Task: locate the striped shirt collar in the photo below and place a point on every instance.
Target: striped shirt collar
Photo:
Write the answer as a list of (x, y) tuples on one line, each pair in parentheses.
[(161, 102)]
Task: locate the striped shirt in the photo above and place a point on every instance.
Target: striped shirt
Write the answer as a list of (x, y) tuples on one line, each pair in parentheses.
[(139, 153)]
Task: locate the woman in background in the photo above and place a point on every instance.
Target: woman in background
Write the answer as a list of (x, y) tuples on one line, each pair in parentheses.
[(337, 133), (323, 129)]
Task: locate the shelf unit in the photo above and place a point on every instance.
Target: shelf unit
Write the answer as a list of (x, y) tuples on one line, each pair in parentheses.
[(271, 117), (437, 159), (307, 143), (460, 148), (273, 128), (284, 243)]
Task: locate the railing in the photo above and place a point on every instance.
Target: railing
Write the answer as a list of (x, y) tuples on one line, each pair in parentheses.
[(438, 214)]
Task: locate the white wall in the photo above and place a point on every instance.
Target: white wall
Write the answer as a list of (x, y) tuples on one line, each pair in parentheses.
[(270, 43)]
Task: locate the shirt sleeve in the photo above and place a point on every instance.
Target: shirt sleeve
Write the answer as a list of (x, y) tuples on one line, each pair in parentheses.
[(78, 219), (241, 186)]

_ _ _

Activity :: The full set of lines above should be retyped without a single change.

Result of this exercise ::
Task: locate the striped shirt collar in the photo below and place a point on every instance.
Target: striped shirt collar
Photo:
Write the answer as a list of (x, y) tuples on one line, each pair in parentheses.
[(161, 102)]
Task: locate the striped shirt in the photo above and place a point on every instance.
Target: striped shirt
Write the answer as a list of (x, y) tuples on one line, each pair in parentheses.
[(139, 153)]
Task: locate the woman in background in the photo above and place a point on every instance.
Target: woman in background
Write the answer as a list of (x, y) tuples on one line, each pair in parentheses.
[(337, 133), (323, 129)]
Task: locate the shelf unit in the photo above and place a point on every instance.
Target: shelf unit
Write the answer as a list of (x, y) tuples on one line, each pair in parentheses.
[(271, 117), (437, 159), (307, 143), (460, 148), (273, 128), (284, 243)]
Task: locate the railing in the photo above and place a point on every instance.
Target: railing
Write the answer as a list of (x, y) tuples on one line, each pair in parentheses.
[(438, 214)]
Task: locate the white wall in the photo above and place a point on every instance.
Target: white wall
Write the answer as a list of (x, y) tuples on one line, each pair in parentheses.
[(270, 43)]
Task: locate the shirt sleeve in the photo above and place a point on every instance.
Target: shirt sleeve
Write the answer as a list of (x, y) tuples on one line, each pair in parentheses.
[(78, 219), (241, 186)]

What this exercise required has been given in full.